--- Start EXCERPTED TEXT ---
The details of the row over Real Lives are well known: The Sunday Times, sensing a story in the forthcoming programme, started the ball rolling by asking Mrs Thatcher (who was in the US at the time) a hypothetical question about how she would react to a television interview with the Chief of Staff of the IRA. They also sought comments from the Home Secretary, the Northern Ireland Secretary and at least two of the BBC's governors, both of whom had not been previously aware of the programme. The Sunday Times report prompted the Home Secretary to issue a press statement and a day later, at the insistence of the BBC, reluctantly to write a formal letter of complaint. Leon Brittan insisted that he was not writing in his capacity as Minister for Broadcasting, for that would be censorship. 'I do on the other hand also have a ministerial responsibility for the fight against the ever present threat of terrorism', he wrote.
The programme would give 'an immensely valuable platform' and would 'in my considered judgement materially assist the terrorist cause'. The film had already been referred to senior management but after the Sunday Times story it was viewed and passed by the entire board of management (except the Director-General who was on holiday and had also not been aware of the programme). Delaying of the programme until the DG returned from holiday was difficult since 'At the edge of the Union' was the cover story in that week's edition of the Radio Times. (Milne 1988:187). Relations between the governors and management had been unsettled over the previous year and the governors were put out at not having known about the programme.[2] They broke with the usual practice, insisted on viewing the film and banned it. Apparently, only after their statement had been drafted were the words 'in its present form' added.[3]
The Prime Minister and the Home Secretary congratulated the BBC. A deep division was opened up between the governors and the board of management, with the public implication that the judgement of the management was lacking. At a further meeting of the governors, at which the management tried to have the decision reversed, the ban was confirmed. A twenty four hour strike, on the day the programme was to have been screened, followed which included journalists from throughout broadcasting, not just from the BBC. The Director General considered resigning and the Controller Northern Ireland did, but was persuaded to change his mind.
'At the edge of the Union' featured two elected representatives from Derry, Gregory Campbell, a member of Ian Paisley's DUP and Sinn Féin's Martin McGuinness. The cameras followed them as they went about their daily tasks. Both men were seen in political and domestic settings, both talked of their support for political violence. There was no commentary and no hostile questioning. To that extent the programme was marked out from routine news and current affairs coverage, and qualified more as a documentary. In another respect, though it had all the classic hallmarks of 'balance' between the 'two extremes'. In a sense, the appearance of Gregory Campbell was a side issue in the row. The question which 'At the edge of the Union' threw into sharp relief was the coverage of Irish republican politicians. In the early 1980s Sinn Féin stood for and were elected to council seats across Northern Ireland.[4] This increased the democratic legitimacy of Provisional republican politics, and consequently the difficulties for the government in removing the voice of armed republicanism from the screen. From the start, the broadcasters treated Sinn Féin differently than other political parties. On the one hand they are democratically elected members of a legal political party, and hence 'legitimate' with a right to access to the media. On the other hand, they were public supporters of the armed struggle and, potentially at least, covert members of the Provisional IRA and so 'illegitimate' with no right of access. Indeed Martin McGuinness had been alleged to be a past Chief of Staff of the IRA in the Sunday Times.
--- End EXCERPTED TEXT ---
** REQUEST 1 **
Reproduce the entries verbatim, beginning at the line that contains "of the walnut" and continuing through the end of the entries. Omit the pictures from your copy.
--- Start RECORDS TO PROCESS ---
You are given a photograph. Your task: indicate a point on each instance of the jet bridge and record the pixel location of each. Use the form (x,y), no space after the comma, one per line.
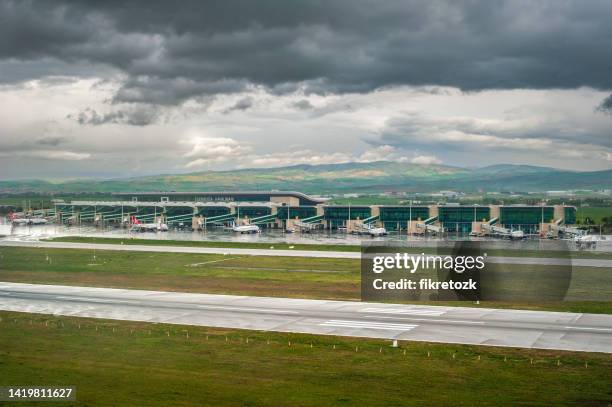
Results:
(263,220)
(309,224)
(428,225)
(489,228)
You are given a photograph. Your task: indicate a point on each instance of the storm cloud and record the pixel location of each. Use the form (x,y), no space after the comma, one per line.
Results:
(169,53)
(114,88)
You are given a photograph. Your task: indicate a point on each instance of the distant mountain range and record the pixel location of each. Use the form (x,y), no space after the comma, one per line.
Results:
(349,177)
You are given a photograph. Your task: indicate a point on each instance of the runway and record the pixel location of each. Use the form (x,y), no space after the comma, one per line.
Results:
(463,325)
(600,263)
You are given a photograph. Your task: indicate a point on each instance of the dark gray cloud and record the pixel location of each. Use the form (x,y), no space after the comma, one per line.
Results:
(171,52)
(606,105)
(53,141)
(134,116)
(303,105)
(241,105)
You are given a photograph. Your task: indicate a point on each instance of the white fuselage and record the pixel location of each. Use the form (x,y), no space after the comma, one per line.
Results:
(150,227)
(245,228)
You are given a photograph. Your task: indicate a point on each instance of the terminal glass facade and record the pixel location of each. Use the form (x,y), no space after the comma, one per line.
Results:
(397,217)
(526,218)
(302,212)
(570,215)
(459,218)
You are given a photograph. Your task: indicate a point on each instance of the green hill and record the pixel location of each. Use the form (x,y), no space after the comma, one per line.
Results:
(348,177)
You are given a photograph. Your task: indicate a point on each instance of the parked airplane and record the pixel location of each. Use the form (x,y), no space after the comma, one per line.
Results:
(245,228)
(147,227)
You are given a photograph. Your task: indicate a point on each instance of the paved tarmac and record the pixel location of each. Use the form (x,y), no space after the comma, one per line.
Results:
(477,326)
(601,263)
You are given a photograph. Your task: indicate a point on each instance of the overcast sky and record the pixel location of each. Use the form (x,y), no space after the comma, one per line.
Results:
(102,89)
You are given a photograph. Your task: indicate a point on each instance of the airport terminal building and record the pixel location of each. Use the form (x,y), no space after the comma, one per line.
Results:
(300,212)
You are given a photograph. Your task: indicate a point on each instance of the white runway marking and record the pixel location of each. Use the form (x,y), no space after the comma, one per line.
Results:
(402,311)
(219,307)
(368,325)
(588,328)
(450,321)
(87,299)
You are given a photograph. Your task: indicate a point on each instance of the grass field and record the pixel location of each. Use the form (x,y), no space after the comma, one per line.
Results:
(315,247)
(127,363)
(317,278)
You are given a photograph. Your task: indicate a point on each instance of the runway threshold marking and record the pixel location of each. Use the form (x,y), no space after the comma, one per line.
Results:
(401,311)
(368,325)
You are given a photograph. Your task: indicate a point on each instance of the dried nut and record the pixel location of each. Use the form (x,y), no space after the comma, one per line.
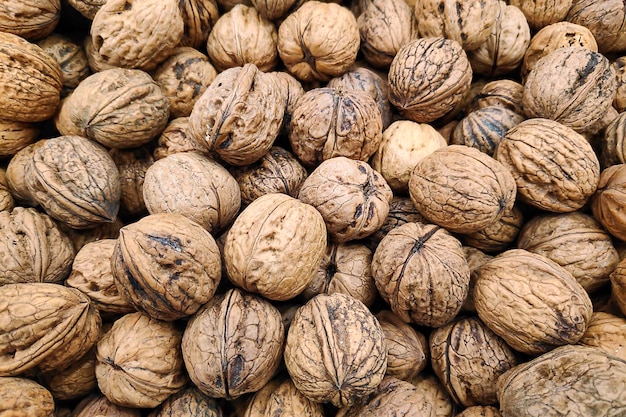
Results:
(351,196)
(239,115)
(421,272)
(385,26)
(24,397)
(574,86)
(30,80)
(554,167)
(469,358)
(546,385)
(166,265)
(195,186)
(530,301)
(428,78)
(318,41)
(233,345)
(119,108)
(139,362)
(44,325)
(403,145)
(32,248)
(75,180)
(138,34)
(336,350)
(464,21)
(577,242)
(461,188)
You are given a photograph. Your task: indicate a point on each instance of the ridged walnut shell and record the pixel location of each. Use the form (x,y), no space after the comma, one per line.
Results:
(530,301)
(570,380)
(233,345)
(336,350)
(421,272)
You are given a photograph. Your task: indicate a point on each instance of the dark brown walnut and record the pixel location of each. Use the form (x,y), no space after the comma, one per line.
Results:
(278,171)
(469,358)
(530,301)
(421,272)
(461,188)
(242,36)
(138,34)
(546,385)
(91,273)
(44,326)
(428,78)
(351,196)
(275,246)
(239,115)
(281,398)
(407,349)
(403,145)
(183,77)
(30,80)
(577,242)
(166,266)
(554,167)
(24,397)
(346,269)
(572,85)
(195,186)
(385,26)
(139,361)
(484,128)
(318,41)
(467,22)
(119,108)
(32,248)
(336,350)
(75,180)
(233,345)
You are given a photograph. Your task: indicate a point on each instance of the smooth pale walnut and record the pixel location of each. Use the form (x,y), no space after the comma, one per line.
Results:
(554,167)
(467,22)
(336,350)
(403,145)
(233,345)
(428,78)
(269,251)
(530,301)
(546,385)
(420,270)
(137,34)
(351,196)
(318,41)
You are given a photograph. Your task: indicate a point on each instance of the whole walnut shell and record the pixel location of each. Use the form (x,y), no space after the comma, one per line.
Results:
(428,78)
(546,385)
(530,301)
(269,252)
(336,350)
(233,345)
(420,270)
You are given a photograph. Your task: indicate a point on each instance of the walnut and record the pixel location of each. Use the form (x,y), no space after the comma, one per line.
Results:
(336,350)
(421,272)
(554,167)
(30,80)
(428,78)
(233,345)
(318,41)
(546,385)
(137,34)
(530,301)
(351,196)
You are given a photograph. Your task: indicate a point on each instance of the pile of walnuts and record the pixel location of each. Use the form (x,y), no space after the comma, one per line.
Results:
(246,208)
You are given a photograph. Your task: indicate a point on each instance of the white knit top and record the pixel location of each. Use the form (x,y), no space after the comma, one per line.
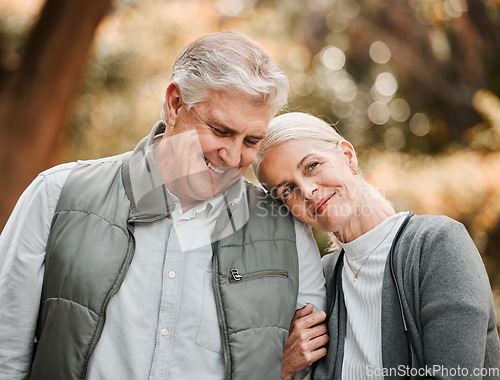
--- End RECORDS TO PROCESS ---
** REQUEST 2 **
According to the text on the Real Lives row, which two elected representatives from Derry were featured in 'At the edge of the Union'?

** FULL RESPONSE 1 **
You are given a photograph. Your task: indicate a point on each instance of the walnut and record the pixel location of each. Use the form (x,y), no space after the comma, one per line.
Results:
(336,350)
(421,272)
(554,167)
(30,80)
(428,78)
(233,345)
(318,41)
(546,385)
(137,34)
(530,301)
(351,196)
You are given a photograph. Your task: indicate a point on each instance of the pile of walnuts and record the pixel location of each. Use the form (x,y), no space after the comma, one per line.
Results:
(246,208)
You are given a photograph. Your task: indicate a point on each instance of the white knit top and record the pixel location of each. Use the form (x,y), no space after the comma, one per line.

** FULL RESPONSE 2 **
Gregory Campbell of the DUP and Martin McGuinness of Sinn Féin.